(Passage shown)

The Crude oil demand and strong consumption growth in emerging and developing Asian economies over the next five years will have a big impact on the tanker trade, says a new report from the International Energy Agency (IEA).
Growth in the world’s demand for oil is set to slow almost to a halt in the coming years, with the high prices and security of supply concerns highlighted by the global energy crisis hastening the shift towards cleaner energy technologies.
IEA’s Oil 2023 medium-term market report forecasts that, based on current government policies and market trends, global oil demand will rise by 6% between 2022 and 2028 to reach 105.7 million barrels per day (mb/d) – supported by robust demand from the petrochemical and aviation sectors.
Despite this cumulative increase, annual demand growth is expected to shrivel from 2.4 mb/d this year to just 0.4 mb/d in 2028, putting a peak in demand in sight.
However, burgeoning petrochemical demand and strong consumption growth in emerging and developing economies of Asia will more than offset a contraction in advanced economies.

(End Passage shown)
(Excerpted records)

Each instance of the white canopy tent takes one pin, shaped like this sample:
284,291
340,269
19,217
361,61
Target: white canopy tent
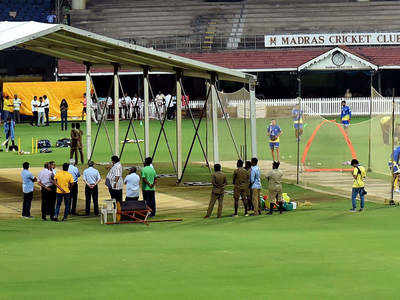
90,49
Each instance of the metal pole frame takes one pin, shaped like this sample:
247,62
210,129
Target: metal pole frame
116,109
253,120
229,126
196,132
392,187
130,125
88,112
370,122
163,131
194,137
298,133
102,121
245,128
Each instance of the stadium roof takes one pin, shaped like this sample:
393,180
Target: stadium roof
81,46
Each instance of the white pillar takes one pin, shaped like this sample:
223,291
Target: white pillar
146,112
78,4
179,124
88,114
214,118
116,111
253,120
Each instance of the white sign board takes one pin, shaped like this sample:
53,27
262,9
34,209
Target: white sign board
332,39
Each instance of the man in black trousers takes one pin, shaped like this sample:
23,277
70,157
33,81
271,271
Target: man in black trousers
46,182
91,177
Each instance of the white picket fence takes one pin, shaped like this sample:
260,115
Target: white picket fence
325,106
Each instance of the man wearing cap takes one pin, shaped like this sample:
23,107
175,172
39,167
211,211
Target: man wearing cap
132,182
91,177
74,171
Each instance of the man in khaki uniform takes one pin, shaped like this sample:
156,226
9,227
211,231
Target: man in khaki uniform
275,187
241,181
218,180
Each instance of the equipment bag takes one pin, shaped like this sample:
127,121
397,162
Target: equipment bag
63,143
44,144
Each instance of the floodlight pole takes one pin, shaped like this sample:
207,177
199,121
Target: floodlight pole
146,112
116,110
253,124
214,117
88,112
179,123
393,114
298,130
371,74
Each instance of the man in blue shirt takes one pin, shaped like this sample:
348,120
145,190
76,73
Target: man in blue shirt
274,132
255,185
91,177
394,167
9,131
297,114
74,171
27,188
345,115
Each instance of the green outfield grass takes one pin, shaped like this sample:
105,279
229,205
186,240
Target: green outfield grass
323,252
328,150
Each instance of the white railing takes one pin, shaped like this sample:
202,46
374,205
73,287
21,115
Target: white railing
324,106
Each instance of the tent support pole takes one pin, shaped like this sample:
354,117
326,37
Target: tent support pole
214,117
253,124
88,113
116,110
179,123
146,112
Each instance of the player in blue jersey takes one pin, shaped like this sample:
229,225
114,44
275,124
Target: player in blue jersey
297,115
274,132
345,115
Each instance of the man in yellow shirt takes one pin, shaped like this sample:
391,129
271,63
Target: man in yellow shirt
64,181
359,175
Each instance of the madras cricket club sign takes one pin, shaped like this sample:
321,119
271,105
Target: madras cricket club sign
332,39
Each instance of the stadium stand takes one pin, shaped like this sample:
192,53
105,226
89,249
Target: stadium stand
26,10
193,25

(End Excerpted records)

_Work instructions_.
a - According to the passage on oil demand, why is growth in world oil demand set to slow almost to a halt?
b - Return the passage on oil demand from "The Crude oil" up to and including "cleaner energy technologies.", word for word.
c - Summarize the passage on oil demand in two sentences.

_Solutions per task_.
a - The high prices and security-of-supply concerns highlighted by the global energy crisis are speeding up the shift toward cleaner energy technologies.

b -
The Crude oil demand and strong consumption growth in emerging and developing Asian economies over the next five years will have a big impact on the tanker trade, says a new report from the International Energy Agency (IEA).
Growth in the world’s demand for oil is set to slow almost to a halt in the coming years, with the high prices and security of supply concerns highlighted by the global energy crisis hastening the shift towards cleaner energy technologies.

c - An IEA report forecasts that global oil demand will rise 6% between 2022 and 2028 to 105.7 mb/d, supported by petrochemical and aviation demand, although annual growth is expected to shrink from 2.4 mb/d this year to 0.4 mb/d in 2028. High prices and supply-security concerns are hastening the shift to cleaner energy, and growth in Asia's emerging and developing economies will more than offset a contraction in advanced economies.